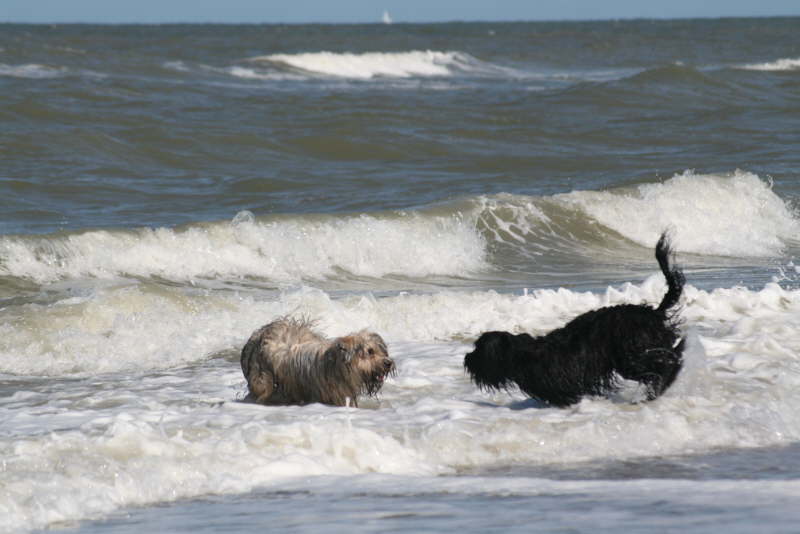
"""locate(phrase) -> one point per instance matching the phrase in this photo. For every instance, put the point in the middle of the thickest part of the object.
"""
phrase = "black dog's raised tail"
(674, 275)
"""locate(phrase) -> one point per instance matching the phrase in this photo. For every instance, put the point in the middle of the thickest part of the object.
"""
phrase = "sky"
(344, 11)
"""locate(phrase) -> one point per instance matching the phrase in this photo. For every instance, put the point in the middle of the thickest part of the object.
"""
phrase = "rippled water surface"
(165, 190)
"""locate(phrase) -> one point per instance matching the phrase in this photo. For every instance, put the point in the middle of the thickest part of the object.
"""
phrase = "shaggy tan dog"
(286, 362)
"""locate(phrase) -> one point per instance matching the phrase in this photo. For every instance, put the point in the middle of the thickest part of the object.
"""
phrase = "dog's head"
(489, 365)
(367, 356)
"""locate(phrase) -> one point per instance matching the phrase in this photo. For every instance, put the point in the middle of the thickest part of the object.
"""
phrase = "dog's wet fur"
(287, 362)
(593, 352)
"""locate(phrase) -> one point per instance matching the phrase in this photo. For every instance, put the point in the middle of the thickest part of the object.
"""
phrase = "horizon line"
(394, 22)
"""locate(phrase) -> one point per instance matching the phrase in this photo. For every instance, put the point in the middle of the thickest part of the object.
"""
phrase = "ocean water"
(165, 190)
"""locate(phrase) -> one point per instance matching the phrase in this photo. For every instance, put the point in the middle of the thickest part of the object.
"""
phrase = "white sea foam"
(728, 215)
(784, 64)
(86, 447)
(288, 250)
(417, 63)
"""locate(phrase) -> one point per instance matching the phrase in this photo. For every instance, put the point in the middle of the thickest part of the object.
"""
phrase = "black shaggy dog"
(590, 354)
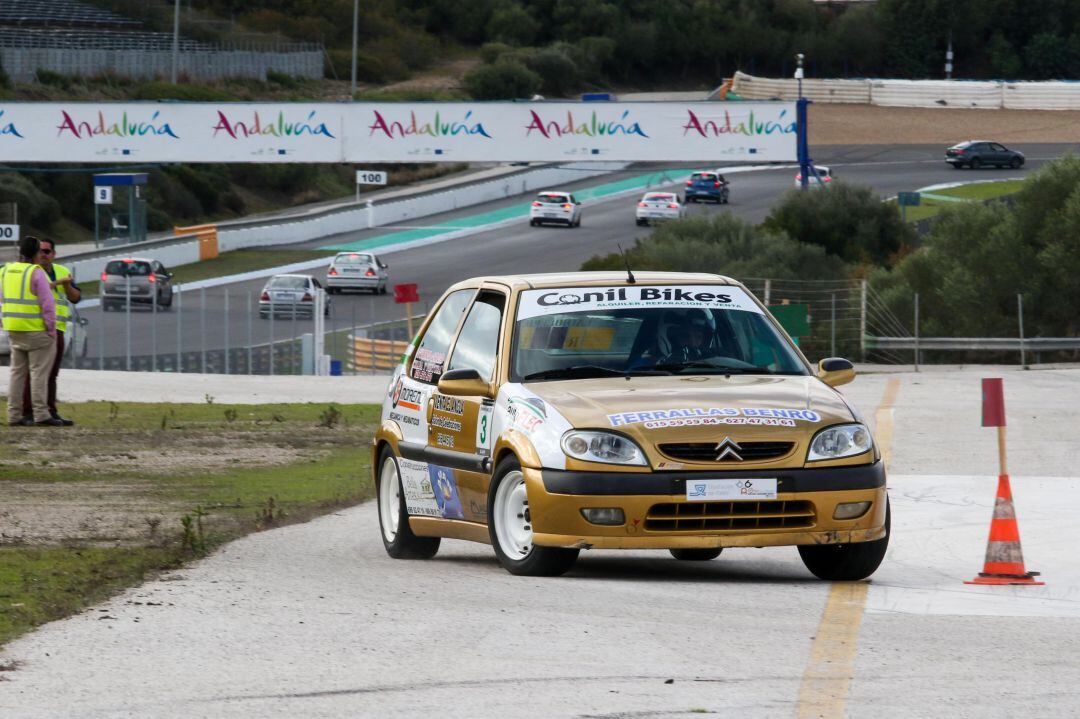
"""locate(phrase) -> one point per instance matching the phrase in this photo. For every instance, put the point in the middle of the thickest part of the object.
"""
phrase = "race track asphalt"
(515, 248)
◆ ◆ ◆ ◆ ◆
=== Exercise ===
Repeat the records in full, precisely, and keep the pictures out.

=== Response to this exercise ===
"""locate(phrase) -> one point per instance matching the phrase in this photo. For every instance, put the point in the middle of the thickest part of the object.
"""
phrase = "black dog's raised tail"
(674, 275)
"""locate(phrase) -> one point per instance matching the phrase in this photo. For every instance, put the point in the middle of the thickest part of the object.
"""
phrase = "sky"
(344, 11)
"""locate(phrase) -> one point per instance matching the phrase in this photo. For every instance, put the point in the middle of the thickest part of the object.
"""
phrase = "rippled water surface"
(165, 190)
"""locate(phrase) -> one point per instance matching the phrase in this photo. For every instance, put the point in the middle of the thickest part of the object.
"""
phrase = "shaggy tan dog"
(286, 362)
"""locate(phrase) -> one point per instance matching the phrase in this photo. For every instance, put the point in the middle of the thickest part of the object.
"""
phrase = "dog's head"
(489, 365)
(367, 356)
"""locate(phrase) -> one point per instance matching the phrase in this photo. For every instance, put the point in the middle of the thickest part of the object.
"""
phrase = "dog's wet fur"
(287, 362)
(593, 352)
"""locate(phrase) -> one point per instance matching the phrase in this photo. For every instance, put the point in the middle of the thickest part of the object.
"""
phrase = "horizon line"
(394, 22)
"""locate(phrase) -> one point per instance matching the phrase in this photo. For every instance, put the point in the middle of the thickest part of the object.
"""
phrase = "ocean water"
(165, 190)
"""locate(phrase) -> one point per instance matching the phrase in this photo. For every instance, put the point in the middle of the thickest part of the object.
"""
phrase = "white sea foam"
(728, 215)
(784, 64)
(86, 447)
(288, 250)
(417, 63)
"""locate(phrase) -> one point per instance matching the phrase in this photo. For every instance, put the point in the middle of the thickest part of the object.
"""
phrase = "black shaggy dog"
(590, 354)
"""locate(phrase) -> one point per instance matching the phrase in this photo. For every instance, put the point in the middle of the thickest part of the object.
"""
phrase = "race track asphalt"
(515, 248)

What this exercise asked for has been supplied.